• [TASK DIRECTIONS] Copy every item below word for word, keeping each on its own line and in its original order.

• [PROVIDED DATA]

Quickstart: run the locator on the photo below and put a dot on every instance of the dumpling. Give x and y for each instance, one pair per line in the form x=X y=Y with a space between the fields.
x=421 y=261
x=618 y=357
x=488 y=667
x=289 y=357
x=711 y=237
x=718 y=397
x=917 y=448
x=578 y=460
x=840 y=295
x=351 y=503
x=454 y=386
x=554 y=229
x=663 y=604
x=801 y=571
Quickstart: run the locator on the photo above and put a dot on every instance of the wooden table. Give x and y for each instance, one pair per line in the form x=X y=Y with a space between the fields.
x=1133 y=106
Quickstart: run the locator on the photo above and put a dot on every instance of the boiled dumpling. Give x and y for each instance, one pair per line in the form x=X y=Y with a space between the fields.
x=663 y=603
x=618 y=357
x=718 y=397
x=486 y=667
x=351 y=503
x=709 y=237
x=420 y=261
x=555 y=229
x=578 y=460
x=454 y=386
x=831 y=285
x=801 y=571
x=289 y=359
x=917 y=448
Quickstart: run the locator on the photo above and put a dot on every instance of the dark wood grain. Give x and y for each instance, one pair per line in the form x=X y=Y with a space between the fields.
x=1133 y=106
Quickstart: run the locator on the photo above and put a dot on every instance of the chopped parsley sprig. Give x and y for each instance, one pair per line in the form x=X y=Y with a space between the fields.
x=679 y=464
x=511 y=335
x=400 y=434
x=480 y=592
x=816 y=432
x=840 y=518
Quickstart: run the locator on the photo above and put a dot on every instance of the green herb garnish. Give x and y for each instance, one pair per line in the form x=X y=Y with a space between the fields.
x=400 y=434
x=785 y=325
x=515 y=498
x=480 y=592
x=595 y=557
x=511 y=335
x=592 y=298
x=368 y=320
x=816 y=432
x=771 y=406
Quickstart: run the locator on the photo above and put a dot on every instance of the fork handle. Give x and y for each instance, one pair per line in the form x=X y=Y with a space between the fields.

• [WRITTEN SOLUTION]
Quickstart: run the locator on the photo below and put a dot on every instance of the dumpling. Give x and y for each instance, one pair per line in the form x=X y=Y with a space between the fields.
x=421 y=261
x=618 y=357
x=488 y=667
x=289 y=357
x=711 y=237
x=718 y=397
x=917 y=448
x=578 y=460
x=840 y=295
x=351 y=503
x=454 y=386
x=554 y=229
x=663 y=604
x=801 y=571
Quickstart: run the locator on the photo above and put a dot on every instance of the wooden table. Give x and y for each instance, one pair per line in the form x=X y=Y with a space between the fields.
x=1133 y=106
Quickstart: run the locator on the photo above and put a dot on every instance of the boiled dumpling. Give x and y for each instance, one pair per line in the form x=X y=Y with a space between the fields.
x=663 y=603
x=618 y=357
x=718 y=397
x=486 y=667
x=351 y=503
x=709 y=237
x=420 y=261
x=555 y=229
x=578 y=460
x=454 y=386
x=831 y=285
x=801 y=571
x=289 y=359
x=917 y=448
Quickstart: run the locator on the photo above and put a dot on every instance of the dark wood grain. Give x and y for each instance, one pair per line in the form x=X y=Y with a space between the fields.
x=1133 y=106
Quickstart: run the locator on the photo above and put a dot on every instance of the chopped parsley sprig. Give x and y for each instance, one pair per line in the form x=X y=Y with a space between the fields.
x=679 y=464
x=511 y=335
x=400 y=434
x=480 y=592
x=816 y=432
x=840 y=518
Quickstart: run the locator on the photo above and put a dot on every instance of the green herb garnish. Give x and y for each instance, one pair per line in the form x=X y=Y with a space between the fields.
x=400 y=434
x=785 y=325
x=515 y=498
x=480 y=592
x=595 y=557
x=511 y=335
x=592 y=298
x=368 y=320
x=816 y=432
x=771 y=406
Quickstart: run the locator on the photo above and put a dot on every instance of the fork handle. Give x and y for each instance, one pair per line in the form x=X y=Y with a space between the fields.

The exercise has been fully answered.